▸ **Your task**: Collect every line of the data below that contains the string "foliage", matching case exactly, and copy each one out.

Records from a data collection
════════════════════
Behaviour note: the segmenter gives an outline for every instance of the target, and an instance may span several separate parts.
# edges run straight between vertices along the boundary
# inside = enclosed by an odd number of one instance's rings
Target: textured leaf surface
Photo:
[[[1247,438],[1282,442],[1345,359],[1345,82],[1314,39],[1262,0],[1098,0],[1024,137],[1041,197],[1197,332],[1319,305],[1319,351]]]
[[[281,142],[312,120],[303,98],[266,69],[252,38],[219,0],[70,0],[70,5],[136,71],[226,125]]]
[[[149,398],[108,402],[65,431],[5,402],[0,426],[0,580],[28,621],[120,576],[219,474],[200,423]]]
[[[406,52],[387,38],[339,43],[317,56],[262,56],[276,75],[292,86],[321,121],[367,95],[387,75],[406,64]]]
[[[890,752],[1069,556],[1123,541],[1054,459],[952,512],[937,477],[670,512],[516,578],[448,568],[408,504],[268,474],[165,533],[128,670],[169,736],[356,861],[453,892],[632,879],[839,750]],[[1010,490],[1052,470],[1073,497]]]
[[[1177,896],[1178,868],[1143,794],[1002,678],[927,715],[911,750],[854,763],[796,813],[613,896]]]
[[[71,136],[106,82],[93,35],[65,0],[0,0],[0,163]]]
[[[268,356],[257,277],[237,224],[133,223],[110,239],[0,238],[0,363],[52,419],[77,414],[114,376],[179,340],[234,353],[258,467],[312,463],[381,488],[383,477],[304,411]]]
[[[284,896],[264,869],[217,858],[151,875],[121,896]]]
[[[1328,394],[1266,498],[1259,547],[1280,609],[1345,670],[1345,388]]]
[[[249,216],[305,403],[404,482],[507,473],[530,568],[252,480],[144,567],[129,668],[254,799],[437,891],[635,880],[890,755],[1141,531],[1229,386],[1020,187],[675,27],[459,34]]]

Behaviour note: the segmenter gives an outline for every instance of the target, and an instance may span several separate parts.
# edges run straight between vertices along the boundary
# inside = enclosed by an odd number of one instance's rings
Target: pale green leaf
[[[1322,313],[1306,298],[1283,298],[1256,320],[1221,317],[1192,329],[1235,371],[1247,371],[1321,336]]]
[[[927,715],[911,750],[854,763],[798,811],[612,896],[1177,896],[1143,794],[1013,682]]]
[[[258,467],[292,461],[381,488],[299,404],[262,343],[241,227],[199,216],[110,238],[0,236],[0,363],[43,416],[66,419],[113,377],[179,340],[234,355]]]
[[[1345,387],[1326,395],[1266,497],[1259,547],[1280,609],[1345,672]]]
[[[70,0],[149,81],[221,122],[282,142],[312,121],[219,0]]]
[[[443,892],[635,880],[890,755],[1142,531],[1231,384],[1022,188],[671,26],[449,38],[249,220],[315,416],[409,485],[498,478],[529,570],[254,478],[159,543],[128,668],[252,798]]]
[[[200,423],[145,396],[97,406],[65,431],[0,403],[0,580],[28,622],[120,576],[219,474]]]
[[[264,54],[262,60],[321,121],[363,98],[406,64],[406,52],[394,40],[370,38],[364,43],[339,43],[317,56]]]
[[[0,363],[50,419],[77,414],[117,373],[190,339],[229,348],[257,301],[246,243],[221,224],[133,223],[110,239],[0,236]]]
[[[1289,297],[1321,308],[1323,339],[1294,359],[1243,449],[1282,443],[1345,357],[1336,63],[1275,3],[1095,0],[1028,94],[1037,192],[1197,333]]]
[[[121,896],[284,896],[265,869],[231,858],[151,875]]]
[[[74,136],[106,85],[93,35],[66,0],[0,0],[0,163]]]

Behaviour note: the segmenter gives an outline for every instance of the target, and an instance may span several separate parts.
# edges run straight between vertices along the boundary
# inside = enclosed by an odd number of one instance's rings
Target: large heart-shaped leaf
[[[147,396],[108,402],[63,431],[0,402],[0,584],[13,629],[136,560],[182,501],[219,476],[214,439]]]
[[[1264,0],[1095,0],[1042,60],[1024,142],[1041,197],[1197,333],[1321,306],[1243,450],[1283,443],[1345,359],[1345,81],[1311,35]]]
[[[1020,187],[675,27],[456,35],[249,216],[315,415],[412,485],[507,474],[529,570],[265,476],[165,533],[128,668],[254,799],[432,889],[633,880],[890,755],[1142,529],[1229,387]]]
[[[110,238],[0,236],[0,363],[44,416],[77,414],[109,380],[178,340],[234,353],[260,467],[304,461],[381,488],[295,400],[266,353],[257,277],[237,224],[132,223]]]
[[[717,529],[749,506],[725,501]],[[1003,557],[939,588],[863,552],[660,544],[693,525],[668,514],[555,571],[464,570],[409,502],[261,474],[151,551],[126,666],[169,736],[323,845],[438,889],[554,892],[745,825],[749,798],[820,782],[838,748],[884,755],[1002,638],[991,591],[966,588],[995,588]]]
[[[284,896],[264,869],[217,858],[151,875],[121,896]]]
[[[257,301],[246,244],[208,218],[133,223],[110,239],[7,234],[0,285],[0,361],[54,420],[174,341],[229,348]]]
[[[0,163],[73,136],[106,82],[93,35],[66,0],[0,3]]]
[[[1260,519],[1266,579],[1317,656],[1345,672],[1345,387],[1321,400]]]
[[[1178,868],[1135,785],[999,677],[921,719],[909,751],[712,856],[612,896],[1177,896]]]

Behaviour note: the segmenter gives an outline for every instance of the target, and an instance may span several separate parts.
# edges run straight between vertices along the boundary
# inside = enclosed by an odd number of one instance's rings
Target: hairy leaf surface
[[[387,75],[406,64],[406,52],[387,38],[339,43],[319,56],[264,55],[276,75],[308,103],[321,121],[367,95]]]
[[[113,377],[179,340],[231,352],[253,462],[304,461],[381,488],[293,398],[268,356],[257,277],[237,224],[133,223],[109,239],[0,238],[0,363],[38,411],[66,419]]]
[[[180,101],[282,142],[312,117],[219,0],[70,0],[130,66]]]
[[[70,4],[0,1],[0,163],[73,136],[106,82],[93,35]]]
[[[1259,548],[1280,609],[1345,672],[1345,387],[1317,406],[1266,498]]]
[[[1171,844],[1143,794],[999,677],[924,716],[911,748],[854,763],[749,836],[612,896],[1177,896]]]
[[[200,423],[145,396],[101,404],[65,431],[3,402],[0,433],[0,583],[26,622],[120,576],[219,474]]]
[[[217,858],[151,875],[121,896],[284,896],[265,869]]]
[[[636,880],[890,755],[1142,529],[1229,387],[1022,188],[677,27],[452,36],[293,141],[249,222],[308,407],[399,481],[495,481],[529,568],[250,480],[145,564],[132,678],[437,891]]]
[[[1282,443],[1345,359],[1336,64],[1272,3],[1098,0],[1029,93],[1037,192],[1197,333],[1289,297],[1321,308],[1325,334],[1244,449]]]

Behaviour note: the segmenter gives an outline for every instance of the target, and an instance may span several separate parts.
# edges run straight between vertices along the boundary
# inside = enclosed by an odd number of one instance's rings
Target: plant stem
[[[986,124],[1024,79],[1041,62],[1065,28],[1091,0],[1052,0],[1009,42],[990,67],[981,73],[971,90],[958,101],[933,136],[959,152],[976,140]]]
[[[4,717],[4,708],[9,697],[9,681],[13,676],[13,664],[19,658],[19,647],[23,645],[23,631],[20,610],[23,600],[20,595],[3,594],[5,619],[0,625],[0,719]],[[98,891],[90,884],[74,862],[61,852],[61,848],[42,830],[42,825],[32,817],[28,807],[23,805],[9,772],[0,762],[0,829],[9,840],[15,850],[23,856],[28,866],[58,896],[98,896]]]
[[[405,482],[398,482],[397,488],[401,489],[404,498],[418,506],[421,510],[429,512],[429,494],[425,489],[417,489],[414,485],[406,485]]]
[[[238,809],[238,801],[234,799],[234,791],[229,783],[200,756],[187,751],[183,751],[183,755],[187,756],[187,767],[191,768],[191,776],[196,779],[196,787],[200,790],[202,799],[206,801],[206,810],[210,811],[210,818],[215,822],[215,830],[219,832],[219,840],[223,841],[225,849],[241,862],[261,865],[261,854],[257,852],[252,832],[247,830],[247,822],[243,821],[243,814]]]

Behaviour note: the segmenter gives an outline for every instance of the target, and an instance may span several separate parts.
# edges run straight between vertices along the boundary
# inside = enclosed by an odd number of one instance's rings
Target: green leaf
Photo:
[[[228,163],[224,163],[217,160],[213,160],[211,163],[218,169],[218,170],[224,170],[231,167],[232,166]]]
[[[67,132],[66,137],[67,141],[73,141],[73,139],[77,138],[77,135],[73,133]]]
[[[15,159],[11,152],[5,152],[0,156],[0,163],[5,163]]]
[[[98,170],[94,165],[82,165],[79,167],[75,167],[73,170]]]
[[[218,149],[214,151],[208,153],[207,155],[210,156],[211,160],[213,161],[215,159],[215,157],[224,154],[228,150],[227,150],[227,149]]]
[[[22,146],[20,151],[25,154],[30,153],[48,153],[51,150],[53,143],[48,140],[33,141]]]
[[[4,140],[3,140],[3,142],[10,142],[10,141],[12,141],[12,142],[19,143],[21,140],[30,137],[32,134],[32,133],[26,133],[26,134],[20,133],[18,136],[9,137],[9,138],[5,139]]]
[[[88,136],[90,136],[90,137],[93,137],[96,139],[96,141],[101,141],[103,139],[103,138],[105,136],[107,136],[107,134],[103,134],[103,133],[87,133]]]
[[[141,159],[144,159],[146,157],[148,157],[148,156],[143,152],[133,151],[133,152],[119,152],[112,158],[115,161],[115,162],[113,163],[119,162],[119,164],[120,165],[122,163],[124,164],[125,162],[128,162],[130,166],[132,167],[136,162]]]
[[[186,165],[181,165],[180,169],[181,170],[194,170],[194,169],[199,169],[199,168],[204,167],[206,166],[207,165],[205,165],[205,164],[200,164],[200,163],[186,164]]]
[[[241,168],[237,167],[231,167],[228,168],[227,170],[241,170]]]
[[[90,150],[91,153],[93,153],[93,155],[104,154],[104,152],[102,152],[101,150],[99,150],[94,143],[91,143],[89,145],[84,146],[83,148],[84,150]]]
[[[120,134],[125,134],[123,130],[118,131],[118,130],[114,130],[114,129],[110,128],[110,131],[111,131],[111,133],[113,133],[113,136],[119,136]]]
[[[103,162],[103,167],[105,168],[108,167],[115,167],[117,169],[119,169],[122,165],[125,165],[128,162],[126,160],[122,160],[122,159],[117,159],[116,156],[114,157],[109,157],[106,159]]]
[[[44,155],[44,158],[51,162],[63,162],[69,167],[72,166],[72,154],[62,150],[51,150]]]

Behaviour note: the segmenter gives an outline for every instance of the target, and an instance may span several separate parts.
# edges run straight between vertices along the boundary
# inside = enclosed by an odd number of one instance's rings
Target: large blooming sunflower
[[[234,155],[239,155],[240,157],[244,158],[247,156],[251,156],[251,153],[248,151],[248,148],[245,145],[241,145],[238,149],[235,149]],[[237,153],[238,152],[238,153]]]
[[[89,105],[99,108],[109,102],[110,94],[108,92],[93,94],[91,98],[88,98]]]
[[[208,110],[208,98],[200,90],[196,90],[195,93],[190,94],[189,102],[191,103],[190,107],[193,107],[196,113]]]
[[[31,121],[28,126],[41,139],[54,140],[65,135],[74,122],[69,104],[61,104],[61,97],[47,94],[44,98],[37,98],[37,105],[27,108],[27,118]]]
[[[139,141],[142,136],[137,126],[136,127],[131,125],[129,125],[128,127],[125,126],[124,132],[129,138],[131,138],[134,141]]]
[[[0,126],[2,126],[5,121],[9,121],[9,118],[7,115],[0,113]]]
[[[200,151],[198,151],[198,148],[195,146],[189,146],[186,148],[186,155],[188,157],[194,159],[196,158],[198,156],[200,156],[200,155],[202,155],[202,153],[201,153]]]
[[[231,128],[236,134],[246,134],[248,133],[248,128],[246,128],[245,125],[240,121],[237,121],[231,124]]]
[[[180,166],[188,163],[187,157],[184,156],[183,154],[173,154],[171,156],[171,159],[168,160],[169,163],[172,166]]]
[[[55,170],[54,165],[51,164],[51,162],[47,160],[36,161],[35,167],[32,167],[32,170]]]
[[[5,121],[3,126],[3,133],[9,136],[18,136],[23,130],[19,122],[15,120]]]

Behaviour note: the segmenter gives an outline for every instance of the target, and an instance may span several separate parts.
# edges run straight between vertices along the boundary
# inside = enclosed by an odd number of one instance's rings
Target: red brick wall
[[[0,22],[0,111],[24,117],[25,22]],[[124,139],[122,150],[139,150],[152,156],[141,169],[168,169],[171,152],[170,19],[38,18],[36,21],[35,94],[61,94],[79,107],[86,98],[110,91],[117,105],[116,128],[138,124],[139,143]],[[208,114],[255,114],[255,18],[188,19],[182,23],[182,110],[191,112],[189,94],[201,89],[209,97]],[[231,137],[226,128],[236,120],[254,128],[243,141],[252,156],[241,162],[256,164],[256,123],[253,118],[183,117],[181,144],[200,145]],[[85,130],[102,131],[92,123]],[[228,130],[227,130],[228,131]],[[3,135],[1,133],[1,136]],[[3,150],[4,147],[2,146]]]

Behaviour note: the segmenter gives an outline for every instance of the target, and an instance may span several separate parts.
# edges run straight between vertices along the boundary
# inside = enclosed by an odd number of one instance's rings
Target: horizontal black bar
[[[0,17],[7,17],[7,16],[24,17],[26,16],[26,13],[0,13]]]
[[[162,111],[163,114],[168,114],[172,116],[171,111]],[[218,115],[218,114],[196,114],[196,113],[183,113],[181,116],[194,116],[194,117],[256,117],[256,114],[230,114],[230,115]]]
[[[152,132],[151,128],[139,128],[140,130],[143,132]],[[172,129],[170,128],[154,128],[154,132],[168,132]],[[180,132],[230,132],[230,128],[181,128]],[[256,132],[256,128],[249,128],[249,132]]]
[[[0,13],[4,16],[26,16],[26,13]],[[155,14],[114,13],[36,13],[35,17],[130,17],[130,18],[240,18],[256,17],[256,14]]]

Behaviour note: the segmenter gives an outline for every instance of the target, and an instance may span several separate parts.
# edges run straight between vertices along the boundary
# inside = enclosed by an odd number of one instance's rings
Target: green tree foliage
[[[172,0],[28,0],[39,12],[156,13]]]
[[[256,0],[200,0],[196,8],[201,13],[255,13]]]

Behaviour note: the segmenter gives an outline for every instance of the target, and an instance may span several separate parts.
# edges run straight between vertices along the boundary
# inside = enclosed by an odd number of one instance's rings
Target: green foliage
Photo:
════════════════════
▸ **Reply**:
Target: green tree foliage
Target: green foliage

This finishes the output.